Please list every company named in the post on genetically enhanced flower scent.

Page extract:
^^^^^^^^

Frankenflowers and the Natural Perfume Industry
I found this to be an interesting tidbit:
“A team of scientists at the Hebrew University of Jerusalem has found a way to genetically enhance the scent of flowers and implant a scent in those that don’t have one . . . Prof. Vainstein and his research assistant Michal Moyal Ben-Tzvi succeeded, together with other researchers, to find a way of enhancing the scent of a flower by ten-fold and cause it to emit a scent during day and night – irrespective of the natural rhythm of scent production . . . The flower industry will also be interested in this development, explains Prof. Vainstein. ‘Many flowers lost their scent over many years of breeding. Recent developments will help to create flowers with increased scent as well as producing new scent components in the flowers.'”
Enhancing the scent of a flower by ten-fold! That’s an astounding modification, and could create an explosion of natural perfumery through significantly decreasing the cost of obtaining natural essences.
An article from October 3rd notes that “The mainstreaming of natural and organic personal care products means that the value of the European market is set to exceed €1.4bn ($1.76bn US) this year . . . what is really helping to drive sales is the fact that these type of products are becoming more and more readily available, with some of Europe’s biggest retailers, including supermarket chains such as Tesco and Carrefour, now stocking their own private label ranges” — so the potential enhancement of scent in flowers could make the field of natural perfumery accessible to a much broader consumer audience.
Presently, natural perfumery is limited in scope due to the cost of its materials vs. the cost of producing a scent utilizing mostly synthetic compounds, but fields of flowers yielding a ten-fold increase in essence oils could tempt even the largest corporations into producing their own “all natural” fragrances (lower costs = higher profits!), paving the way for already existing smaller, independent perfumers to follow in their sizable wakes.
I am curious, however, to hear the language the big players will use to differentiate their products for the two markets — I mean, they’re going to want to make money on the naturals, but they’re not going to want to do it in a way that makes their mostly synthetic fragrances sound cheap or bad: “Buy our new All-Natural Dior perfume because our synthetic fragrances smell like shrieking pots of toxic chemicals!”
The genetic modification article also raises the point about the possibility of creating flowers with new scents — a Rose/Geranium (Geranirose!), or a Violet/Daisy (Violaisy!) — but I don’t know if that would be any more helpful for a perfumer than simply mixing rose oil with geranium oil. It could certainly make a trip to the local florist a lot more entertaining, however.
But just as there’s resistance in some quarters to genetically modified crops, will there be a resistance among natural perfumers to genetically modified flowers? Larger corporations are unlikely to have a problem with it (“What? Ten times more Grasse Rose for the same price? I’m in!”), but I wonder about the reception these flowers will receive among the individual perfumers who are adamantly all-natural.

^^^^^^^^

Extracted records:
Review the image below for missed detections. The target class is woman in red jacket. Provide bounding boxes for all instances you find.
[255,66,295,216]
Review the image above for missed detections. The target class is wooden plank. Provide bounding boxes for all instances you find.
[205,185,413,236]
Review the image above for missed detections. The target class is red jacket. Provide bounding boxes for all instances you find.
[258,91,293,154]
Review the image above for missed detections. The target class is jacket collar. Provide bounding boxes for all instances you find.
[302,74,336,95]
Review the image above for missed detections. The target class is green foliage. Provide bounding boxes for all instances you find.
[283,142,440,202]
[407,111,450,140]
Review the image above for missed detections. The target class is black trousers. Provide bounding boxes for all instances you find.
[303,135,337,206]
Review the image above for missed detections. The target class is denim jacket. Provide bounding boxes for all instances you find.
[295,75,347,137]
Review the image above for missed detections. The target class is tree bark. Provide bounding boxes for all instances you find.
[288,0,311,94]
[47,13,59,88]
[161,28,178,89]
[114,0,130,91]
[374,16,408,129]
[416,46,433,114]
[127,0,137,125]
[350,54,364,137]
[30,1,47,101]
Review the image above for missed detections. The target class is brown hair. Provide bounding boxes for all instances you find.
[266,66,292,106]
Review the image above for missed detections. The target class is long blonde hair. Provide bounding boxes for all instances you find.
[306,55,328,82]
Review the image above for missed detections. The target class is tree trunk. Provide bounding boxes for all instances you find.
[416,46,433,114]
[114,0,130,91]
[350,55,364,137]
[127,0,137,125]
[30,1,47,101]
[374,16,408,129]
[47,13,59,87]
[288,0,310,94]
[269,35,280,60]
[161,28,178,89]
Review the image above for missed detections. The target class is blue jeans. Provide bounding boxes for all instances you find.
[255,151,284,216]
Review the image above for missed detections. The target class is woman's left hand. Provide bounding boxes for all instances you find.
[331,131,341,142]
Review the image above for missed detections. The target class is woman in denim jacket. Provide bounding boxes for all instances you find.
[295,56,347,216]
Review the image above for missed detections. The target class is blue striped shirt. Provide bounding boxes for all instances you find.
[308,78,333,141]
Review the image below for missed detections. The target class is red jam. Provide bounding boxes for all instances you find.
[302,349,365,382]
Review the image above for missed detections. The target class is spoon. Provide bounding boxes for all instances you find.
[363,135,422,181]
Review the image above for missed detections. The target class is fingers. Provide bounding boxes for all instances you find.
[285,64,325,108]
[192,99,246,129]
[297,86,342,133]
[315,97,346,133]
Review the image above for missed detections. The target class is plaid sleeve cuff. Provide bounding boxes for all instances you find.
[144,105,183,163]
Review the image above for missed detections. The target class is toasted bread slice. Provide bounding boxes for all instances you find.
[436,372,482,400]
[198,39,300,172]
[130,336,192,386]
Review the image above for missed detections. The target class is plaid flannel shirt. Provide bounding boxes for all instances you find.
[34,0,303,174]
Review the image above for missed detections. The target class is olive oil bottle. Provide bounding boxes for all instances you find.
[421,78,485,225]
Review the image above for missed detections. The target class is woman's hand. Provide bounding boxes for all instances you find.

^^^^^^^^

Answer box:
Tesco
Carrefour
Dior